(Dataset excerpt)
"""
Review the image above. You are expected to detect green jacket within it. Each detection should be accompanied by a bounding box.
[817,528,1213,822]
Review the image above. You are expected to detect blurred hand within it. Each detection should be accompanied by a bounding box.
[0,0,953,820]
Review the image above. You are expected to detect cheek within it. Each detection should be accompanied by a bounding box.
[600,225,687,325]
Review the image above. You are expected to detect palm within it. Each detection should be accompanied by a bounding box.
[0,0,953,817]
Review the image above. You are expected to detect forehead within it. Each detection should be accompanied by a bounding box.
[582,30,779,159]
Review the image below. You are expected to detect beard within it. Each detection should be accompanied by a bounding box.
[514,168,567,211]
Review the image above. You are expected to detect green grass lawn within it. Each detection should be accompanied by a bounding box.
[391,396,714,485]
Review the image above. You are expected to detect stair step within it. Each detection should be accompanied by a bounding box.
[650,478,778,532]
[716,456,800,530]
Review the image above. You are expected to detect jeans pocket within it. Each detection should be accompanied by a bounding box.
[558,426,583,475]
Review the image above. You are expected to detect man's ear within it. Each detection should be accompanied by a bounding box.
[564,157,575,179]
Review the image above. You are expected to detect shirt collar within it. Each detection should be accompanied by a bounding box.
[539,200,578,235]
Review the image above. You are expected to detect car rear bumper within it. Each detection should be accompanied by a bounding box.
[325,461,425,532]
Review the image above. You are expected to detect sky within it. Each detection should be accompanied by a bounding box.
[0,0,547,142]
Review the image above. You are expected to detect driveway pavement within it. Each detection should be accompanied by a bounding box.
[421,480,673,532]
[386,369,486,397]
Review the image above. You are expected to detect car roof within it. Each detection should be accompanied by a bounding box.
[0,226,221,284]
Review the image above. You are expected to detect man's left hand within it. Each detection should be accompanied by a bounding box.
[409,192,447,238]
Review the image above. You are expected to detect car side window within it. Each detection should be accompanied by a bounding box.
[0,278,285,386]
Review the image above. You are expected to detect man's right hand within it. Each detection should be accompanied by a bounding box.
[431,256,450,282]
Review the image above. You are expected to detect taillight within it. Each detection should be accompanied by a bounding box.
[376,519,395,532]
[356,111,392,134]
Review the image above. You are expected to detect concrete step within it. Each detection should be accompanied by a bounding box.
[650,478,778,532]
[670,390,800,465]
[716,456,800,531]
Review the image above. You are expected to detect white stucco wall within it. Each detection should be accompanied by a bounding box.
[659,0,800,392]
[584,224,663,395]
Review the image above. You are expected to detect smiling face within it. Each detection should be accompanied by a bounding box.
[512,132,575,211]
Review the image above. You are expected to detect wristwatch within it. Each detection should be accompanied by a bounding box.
"""
# OBJECTIVE
Duplicate the data exactly as it stands, starting at its first line and ending with the line that contains "[600,225,687,325]", both ends included. Copy nothing beyond that line.

# EXPECTED ANSWER
Review the image above. You are expected to detect green jacket within it. Each detection should be accompanied by a bounding box.
[817,528,1213,822]
Review the image above. You are expected to detect blurred hand within it. Each detection should be accompanied by a bounding box.
[0,0,953,820]
Review the image above. You are expected to detect cheek within it. Each detection should be accompanied by a bounding box.
[600,225,687,325]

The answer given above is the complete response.